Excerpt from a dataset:
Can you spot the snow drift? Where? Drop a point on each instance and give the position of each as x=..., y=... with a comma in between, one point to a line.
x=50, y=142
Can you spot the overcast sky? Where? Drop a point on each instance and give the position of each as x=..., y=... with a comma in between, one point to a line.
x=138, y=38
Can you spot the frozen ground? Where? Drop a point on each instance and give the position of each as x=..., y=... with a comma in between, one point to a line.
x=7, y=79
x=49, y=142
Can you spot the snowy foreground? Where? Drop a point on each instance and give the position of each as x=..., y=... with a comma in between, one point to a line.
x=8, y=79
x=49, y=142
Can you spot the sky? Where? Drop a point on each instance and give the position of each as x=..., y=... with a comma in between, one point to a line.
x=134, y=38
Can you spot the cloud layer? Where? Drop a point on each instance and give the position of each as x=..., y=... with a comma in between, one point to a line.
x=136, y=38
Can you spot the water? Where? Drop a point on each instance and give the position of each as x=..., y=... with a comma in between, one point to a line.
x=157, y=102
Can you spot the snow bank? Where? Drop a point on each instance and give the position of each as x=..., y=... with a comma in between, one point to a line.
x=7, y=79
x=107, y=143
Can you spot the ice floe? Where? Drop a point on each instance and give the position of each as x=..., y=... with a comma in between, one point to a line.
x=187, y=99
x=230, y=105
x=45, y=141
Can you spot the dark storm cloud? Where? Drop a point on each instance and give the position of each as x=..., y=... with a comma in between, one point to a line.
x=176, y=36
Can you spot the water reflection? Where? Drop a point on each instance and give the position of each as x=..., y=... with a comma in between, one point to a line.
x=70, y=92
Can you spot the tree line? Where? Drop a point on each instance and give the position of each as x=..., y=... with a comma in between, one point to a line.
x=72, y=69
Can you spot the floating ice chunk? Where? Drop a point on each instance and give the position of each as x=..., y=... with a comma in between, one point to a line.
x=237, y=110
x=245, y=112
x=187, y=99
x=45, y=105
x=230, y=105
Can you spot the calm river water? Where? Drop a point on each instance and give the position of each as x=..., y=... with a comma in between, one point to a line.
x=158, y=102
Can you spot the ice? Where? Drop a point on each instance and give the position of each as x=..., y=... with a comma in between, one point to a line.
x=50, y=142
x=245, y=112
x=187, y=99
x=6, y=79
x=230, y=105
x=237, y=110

--- OBJECTIVE ---
Rewrite as a numbered list the lines starting at the line that contains "Can you spot the ice?" and ending at the final line of the items, both ends included. Omit any blank lines.

--- RIGHT ANSWER ---
1. Can you spot the ice? Where? Drop a point on each instance and give the position of each as x=..., y=... with a comma in between, one point to a line.
2. x=50, y=142
3. x=245, y=112
4. x=187, y=99
5. x=6, y=79
6. x=230, y=105
7. x=237, y=110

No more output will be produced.